Locate each line of the listing below that contains the string "hedge", and copy those lines out in full.

» Material
---------------

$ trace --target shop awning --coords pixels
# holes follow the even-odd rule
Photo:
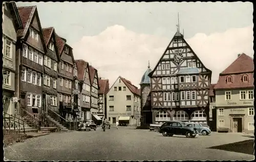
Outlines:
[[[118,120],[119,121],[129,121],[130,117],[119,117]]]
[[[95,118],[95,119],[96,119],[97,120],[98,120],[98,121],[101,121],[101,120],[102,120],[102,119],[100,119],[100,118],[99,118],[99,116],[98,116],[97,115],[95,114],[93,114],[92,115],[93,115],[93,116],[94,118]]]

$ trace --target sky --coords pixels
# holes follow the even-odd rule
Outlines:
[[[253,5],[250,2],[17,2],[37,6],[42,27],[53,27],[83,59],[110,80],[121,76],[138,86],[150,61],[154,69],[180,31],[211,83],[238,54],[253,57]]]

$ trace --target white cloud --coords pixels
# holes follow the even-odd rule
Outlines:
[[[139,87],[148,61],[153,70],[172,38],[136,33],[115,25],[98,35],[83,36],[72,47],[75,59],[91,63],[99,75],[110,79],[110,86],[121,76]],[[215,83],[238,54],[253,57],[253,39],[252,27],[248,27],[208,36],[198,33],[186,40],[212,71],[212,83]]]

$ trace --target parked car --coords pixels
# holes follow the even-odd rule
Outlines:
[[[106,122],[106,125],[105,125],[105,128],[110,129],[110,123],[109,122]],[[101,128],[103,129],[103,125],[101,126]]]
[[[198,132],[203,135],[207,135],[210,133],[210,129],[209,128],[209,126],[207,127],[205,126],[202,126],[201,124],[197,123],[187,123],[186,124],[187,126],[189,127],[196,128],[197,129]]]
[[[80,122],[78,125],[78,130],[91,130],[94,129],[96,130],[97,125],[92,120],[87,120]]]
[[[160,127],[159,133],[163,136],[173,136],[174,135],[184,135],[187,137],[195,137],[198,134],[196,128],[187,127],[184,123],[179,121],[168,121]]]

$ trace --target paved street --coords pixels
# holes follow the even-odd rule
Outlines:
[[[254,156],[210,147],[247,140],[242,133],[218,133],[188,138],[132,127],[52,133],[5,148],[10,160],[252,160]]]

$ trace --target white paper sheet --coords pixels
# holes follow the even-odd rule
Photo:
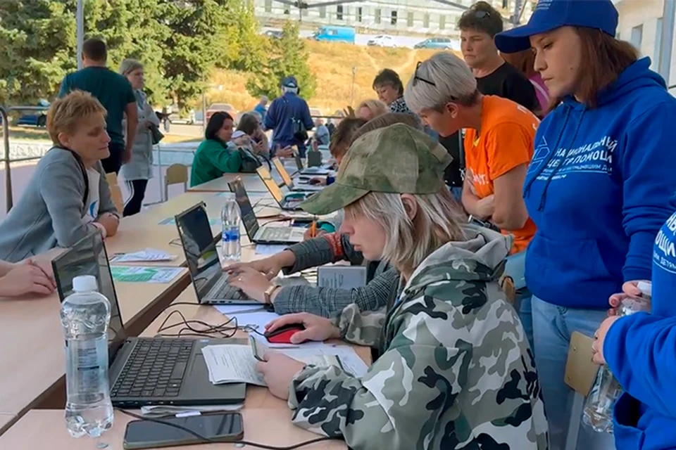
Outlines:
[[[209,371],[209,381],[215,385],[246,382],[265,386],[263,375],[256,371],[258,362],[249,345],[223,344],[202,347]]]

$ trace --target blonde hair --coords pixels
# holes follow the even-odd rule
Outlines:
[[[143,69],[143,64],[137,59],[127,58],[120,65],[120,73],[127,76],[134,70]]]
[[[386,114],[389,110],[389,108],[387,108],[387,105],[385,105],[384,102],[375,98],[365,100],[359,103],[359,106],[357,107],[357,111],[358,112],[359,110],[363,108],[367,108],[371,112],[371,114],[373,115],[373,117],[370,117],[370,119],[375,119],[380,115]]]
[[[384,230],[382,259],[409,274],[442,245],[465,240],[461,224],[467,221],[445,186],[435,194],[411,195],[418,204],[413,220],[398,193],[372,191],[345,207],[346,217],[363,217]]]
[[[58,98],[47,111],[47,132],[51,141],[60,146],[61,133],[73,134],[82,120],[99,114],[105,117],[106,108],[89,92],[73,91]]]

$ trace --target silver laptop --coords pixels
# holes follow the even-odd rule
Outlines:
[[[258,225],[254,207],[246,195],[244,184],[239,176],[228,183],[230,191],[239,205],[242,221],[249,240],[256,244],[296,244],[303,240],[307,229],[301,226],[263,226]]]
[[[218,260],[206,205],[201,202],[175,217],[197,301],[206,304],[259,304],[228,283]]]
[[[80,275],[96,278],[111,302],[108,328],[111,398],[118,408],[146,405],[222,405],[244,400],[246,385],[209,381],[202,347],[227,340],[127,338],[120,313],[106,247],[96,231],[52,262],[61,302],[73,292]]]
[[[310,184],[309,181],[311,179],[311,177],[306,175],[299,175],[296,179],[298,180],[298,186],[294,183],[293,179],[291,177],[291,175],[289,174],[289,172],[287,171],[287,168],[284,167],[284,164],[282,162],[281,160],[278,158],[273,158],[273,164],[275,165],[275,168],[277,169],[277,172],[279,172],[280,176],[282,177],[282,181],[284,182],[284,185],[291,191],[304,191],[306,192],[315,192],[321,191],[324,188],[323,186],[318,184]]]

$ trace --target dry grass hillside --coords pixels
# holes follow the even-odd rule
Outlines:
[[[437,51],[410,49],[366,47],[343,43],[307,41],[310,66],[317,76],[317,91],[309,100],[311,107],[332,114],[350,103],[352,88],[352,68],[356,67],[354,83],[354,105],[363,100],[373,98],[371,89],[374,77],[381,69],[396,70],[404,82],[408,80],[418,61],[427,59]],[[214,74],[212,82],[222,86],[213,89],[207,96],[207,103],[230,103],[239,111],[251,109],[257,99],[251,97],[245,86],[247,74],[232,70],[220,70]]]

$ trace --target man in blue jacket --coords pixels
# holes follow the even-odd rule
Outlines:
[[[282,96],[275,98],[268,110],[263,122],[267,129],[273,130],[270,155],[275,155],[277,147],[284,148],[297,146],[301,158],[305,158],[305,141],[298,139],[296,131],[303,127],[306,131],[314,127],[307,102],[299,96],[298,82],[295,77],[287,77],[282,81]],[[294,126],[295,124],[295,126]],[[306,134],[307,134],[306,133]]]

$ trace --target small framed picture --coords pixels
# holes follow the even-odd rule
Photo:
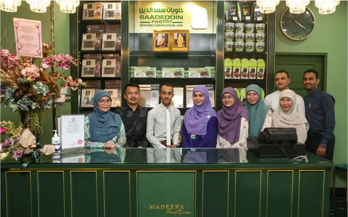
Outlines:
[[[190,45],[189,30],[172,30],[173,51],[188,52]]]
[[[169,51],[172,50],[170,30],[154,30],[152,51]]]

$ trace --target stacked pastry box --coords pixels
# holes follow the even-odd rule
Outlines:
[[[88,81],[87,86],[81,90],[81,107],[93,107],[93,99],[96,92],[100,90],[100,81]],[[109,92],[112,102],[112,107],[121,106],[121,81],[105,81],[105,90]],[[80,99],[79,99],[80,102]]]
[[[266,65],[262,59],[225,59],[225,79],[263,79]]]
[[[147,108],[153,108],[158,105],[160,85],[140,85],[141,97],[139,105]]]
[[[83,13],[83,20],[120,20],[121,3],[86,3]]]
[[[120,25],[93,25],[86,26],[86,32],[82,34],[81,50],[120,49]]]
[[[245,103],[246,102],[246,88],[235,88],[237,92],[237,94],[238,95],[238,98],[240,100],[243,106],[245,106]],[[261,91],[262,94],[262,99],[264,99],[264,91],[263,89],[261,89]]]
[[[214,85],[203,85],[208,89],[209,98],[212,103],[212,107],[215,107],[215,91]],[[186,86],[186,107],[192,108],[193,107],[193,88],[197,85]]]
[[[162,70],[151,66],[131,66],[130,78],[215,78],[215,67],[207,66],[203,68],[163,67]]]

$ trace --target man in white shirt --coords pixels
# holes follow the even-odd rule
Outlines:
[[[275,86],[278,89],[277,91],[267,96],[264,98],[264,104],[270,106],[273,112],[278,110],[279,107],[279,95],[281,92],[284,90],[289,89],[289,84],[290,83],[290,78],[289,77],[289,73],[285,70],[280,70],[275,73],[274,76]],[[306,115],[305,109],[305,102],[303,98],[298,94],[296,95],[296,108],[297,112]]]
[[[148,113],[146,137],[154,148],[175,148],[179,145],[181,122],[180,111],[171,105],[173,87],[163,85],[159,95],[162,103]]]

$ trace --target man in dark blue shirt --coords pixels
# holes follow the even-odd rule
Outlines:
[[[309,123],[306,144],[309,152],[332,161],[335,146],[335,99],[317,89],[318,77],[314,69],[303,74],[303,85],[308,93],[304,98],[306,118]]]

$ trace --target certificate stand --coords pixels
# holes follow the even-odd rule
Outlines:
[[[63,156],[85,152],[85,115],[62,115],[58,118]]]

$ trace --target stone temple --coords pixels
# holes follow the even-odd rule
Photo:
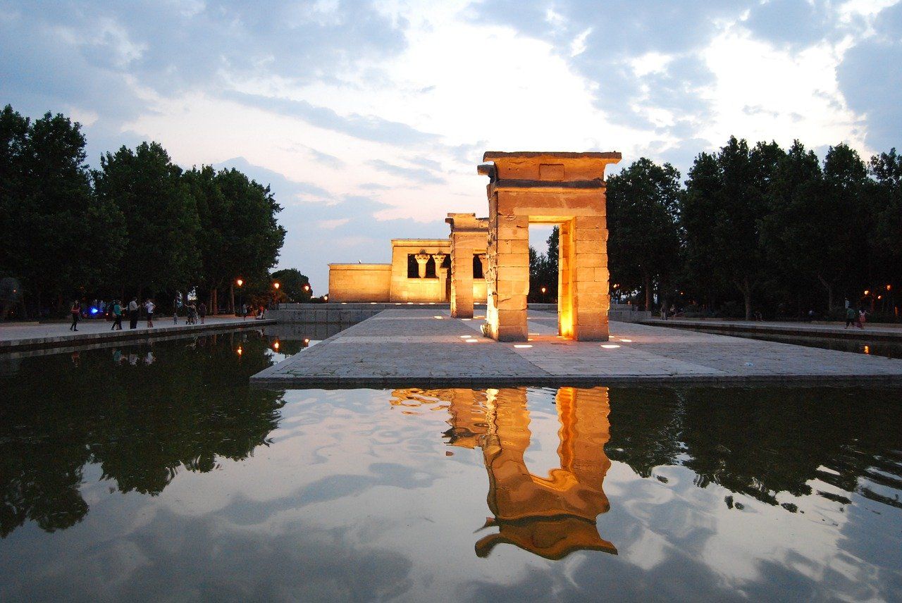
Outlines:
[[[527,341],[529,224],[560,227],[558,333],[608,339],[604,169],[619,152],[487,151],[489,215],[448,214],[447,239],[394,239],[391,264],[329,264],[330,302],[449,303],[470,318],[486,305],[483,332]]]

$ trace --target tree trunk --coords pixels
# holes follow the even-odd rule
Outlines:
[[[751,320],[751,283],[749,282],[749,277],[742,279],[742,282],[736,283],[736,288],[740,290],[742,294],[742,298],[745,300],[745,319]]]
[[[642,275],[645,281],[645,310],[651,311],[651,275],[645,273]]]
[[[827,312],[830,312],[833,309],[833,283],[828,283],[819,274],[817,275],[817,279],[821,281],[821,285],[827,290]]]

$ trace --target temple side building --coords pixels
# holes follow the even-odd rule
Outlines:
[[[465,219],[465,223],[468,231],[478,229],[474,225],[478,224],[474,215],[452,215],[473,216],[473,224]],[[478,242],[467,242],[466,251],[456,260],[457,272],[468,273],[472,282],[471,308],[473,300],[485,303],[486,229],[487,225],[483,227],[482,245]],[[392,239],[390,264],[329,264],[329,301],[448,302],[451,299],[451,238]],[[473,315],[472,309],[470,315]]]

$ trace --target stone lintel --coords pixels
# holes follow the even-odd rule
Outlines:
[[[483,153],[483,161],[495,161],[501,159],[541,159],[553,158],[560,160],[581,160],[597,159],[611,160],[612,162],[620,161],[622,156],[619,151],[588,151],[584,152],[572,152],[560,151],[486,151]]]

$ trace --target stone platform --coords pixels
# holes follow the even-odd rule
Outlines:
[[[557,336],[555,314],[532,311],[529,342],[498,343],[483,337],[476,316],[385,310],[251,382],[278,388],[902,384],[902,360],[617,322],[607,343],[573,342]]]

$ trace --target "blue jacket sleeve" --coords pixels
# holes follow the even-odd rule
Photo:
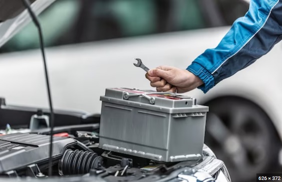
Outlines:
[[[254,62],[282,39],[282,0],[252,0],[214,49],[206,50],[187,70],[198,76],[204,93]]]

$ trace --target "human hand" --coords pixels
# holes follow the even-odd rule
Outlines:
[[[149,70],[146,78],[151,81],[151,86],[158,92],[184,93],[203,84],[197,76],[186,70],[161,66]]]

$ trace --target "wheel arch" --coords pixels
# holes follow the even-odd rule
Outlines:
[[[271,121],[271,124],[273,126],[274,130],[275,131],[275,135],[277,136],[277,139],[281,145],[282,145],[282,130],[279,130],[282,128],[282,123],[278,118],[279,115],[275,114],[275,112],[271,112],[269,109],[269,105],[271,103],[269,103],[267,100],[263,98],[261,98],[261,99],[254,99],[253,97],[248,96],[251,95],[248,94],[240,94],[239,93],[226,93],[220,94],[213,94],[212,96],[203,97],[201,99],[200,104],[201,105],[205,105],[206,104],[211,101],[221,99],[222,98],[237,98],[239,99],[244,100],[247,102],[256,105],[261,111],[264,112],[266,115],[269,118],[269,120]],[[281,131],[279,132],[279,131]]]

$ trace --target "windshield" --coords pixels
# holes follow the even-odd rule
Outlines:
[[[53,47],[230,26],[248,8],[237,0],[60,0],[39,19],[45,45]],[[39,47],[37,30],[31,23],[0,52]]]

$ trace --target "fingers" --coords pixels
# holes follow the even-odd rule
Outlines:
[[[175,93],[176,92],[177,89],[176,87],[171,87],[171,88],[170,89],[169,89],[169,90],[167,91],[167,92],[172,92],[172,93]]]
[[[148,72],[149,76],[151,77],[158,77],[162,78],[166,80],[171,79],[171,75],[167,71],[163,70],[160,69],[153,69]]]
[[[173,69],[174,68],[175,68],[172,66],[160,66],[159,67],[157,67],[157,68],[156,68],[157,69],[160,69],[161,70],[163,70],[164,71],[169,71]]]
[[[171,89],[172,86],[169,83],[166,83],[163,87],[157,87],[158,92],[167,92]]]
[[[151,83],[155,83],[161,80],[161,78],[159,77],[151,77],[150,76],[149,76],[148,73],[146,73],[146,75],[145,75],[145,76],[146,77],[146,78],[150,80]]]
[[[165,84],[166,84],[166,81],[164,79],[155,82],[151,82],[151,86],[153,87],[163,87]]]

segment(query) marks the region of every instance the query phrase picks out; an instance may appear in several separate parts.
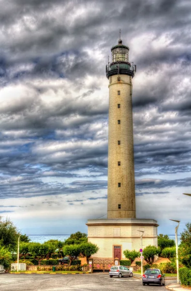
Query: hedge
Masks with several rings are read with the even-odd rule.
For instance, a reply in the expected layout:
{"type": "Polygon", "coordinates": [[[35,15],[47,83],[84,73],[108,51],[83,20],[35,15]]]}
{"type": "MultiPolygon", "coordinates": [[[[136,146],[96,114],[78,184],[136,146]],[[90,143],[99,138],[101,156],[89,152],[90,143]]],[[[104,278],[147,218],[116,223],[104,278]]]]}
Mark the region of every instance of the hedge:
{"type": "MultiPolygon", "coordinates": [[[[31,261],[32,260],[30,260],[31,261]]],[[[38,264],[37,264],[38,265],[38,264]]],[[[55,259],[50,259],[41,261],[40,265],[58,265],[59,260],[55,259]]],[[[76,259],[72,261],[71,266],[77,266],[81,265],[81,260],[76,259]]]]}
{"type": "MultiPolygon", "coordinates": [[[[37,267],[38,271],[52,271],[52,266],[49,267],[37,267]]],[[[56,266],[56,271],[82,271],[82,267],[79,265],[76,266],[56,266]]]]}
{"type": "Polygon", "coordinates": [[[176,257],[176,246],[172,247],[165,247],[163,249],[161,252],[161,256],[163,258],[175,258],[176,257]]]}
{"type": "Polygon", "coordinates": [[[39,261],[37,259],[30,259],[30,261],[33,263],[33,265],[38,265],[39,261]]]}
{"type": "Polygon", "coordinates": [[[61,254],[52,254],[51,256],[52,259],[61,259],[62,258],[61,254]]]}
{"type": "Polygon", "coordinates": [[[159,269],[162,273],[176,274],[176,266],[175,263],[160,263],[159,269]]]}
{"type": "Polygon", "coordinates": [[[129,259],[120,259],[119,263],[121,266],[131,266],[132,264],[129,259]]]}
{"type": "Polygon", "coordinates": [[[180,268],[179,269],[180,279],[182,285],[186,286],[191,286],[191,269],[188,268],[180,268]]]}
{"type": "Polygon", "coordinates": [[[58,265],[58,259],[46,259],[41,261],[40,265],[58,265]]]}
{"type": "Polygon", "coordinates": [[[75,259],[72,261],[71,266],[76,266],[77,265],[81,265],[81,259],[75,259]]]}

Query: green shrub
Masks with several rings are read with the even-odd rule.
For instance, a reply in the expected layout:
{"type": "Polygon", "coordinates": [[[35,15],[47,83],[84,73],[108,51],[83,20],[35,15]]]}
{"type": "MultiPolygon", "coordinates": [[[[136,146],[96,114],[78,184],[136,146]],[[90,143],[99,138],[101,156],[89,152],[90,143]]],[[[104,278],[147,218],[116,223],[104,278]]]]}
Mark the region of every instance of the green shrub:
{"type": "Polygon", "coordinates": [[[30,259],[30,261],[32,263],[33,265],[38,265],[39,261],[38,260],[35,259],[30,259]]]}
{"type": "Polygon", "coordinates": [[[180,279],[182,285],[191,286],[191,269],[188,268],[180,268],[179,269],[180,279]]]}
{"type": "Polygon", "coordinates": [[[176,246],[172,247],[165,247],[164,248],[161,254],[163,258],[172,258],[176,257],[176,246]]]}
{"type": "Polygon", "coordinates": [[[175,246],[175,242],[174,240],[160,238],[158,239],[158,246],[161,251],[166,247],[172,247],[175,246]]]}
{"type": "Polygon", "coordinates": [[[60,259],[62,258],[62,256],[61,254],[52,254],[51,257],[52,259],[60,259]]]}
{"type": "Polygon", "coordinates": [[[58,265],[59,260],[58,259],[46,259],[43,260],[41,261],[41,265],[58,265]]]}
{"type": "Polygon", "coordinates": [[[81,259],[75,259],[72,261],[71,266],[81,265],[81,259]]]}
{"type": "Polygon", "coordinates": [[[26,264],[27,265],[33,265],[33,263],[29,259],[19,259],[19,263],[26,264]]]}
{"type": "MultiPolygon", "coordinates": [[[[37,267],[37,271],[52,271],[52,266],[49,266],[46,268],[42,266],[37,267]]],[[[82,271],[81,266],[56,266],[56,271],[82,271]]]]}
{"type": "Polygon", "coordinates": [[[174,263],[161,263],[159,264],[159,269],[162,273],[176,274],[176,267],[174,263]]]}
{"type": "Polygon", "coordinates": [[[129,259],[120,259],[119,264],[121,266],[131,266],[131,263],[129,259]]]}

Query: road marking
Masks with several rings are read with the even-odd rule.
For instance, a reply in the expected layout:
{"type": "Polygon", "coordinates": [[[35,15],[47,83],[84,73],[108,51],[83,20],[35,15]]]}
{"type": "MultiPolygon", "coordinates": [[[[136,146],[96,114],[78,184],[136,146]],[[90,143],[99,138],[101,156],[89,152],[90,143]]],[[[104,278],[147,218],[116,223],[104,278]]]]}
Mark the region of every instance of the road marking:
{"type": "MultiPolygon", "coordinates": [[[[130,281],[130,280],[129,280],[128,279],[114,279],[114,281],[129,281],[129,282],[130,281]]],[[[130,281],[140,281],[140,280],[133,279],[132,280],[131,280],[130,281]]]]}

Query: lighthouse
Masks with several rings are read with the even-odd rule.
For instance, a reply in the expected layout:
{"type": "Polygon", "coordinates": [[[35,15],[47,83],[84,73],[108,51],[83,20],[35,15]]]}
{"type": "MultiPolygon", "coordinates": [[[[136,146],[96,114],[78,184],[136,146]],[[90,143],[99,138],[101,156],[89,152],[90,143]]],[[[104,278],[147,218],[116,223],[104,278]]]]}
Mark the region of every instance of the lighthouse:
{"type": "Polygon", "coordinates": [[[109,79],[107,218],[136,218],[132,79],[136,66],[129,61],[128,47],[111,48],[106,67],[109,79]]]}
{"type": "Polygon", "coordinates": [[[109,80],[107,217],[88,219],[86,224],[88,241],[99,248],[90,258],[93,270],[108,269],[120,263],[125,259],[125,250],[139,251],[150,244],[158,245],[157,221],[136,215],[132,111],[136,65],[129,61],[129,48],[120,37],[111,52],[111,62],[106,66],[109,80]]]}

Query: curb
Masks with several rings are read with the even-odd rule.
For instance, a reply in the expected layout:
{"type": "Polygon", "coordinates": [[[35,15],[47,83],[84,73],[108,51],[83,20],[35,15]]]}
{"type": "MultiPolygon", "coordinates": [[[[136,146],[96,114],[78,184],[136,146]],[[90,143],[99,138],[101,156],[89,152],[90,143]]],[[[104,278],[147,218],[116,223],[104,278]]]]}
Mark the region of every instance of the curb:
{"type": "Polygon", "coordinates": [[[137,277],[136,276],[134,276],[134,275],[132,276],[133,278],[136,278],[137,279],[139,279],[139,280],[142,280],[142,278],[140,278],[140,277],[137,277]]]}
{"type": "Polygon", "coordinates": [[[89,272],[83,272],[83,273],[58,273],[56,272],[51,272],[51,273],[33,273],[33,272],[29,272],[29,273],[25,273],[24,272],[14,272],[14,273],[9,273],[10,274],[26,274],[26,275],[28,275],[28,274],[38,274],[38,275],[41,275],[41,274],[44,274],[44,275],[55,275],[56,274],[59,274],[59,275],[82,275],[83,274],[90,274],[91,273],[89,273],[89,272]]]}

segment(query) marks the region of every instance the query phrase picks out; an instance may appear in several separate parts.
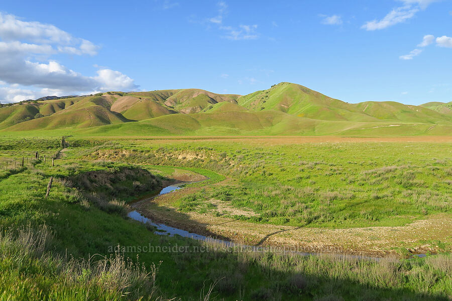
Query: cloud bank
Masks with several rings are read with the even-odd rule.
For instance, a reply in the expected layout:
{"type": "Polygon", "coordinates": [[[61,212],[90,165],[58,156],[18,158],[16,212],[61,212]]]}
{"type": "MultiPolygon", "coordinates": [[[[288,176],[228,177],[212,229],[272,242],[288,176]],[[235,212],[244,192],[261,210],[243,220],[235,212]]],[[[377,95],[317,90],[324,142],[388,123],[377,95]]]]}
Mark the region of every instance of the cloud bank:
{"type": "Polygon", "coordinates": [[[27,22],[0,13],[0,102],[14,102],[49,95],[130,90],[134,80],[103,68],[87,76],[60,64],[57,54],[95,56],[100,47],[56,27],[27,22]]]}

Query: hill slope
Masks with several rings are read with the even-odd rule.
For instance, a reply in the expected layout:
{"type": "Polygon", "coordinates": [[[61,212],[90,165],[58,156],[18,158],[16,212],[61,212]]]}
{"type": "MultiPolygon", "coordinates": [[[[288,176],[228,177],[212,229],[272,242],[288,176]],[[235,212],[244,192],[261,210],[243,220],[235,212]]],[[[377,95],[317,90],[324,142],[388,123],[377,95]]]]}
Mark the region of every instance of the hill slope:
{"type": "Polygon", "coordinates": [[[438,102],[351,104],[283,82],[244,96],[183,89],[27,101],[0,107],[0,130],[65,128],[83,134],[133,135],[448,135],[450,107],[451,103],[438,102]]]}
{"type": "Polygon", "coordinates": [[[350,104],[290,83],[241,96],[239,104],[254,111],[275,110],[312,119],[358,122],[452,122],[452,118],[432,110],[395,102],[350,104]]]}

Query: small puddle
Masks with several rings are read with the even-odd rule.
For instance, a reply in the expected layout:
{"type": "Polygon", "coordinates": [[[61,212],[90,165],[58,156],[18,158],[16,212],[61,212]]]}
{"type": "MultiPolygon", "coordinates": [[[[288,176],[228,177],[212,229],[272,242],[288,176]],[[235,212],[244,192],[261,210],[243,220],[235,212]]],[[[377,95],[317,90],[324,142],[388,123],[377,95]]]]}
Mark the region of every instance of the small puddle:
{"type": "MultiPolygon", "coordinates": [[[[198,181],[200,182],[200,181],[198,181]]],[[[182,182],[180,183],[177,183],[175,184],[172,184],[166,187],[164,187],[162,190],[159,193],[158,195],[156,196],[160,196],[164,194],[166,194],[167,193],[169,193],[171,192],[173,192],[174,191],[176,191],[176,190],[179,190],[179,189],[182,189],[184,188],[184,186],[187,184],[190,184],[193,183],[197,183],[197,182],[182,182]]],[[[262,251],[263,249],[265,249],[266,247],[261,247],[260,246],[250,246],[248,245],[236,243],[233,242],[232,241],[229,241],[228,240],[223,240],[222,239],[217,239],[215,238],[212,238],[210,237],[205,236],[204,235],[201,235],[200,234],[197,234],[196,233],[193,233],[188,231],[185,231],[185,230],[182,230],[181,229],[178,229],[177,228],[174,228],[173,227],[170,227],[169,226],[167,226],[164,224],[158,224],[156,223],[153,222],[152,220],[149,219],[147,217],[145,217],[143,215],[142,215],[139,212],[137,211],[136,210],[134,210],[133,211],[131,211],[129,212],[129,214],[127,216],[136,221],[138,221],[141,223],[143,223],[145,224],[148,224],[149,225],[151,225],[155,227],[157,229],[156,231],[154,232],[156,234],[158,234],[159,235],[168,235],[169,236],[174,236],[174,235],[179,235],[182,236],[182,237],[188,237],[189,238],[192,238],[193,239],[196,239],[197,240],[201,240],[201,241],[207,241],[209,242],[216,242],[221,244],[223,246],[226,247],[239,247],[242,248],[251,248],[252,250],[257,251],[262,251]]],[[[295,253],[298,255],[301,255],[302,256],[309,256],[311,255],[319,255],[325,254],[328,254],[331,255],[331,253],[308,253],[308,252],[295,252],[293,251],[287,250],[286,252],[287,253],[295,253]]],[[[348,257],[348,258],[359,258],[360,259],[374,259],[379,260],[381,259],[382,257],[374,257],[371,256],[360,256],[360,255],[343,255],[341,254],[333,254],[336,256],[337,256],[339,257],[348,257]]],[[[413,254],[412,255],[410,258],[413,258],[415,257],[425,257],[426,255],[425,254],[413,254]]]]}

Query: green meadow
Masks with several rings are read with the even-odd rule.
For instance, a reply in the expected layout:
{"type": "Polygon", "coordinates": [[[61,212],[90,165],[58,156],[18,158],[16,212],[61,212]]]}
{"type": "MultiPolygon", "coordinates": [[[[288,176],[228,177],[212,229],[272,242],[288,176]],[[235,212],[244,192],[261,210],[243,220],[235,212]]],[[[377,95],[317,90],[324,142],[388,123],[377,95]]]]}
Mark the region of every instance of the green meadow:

---------------

» Solution to this problem
Query: hedge
Mark the region of every instance of the hedge:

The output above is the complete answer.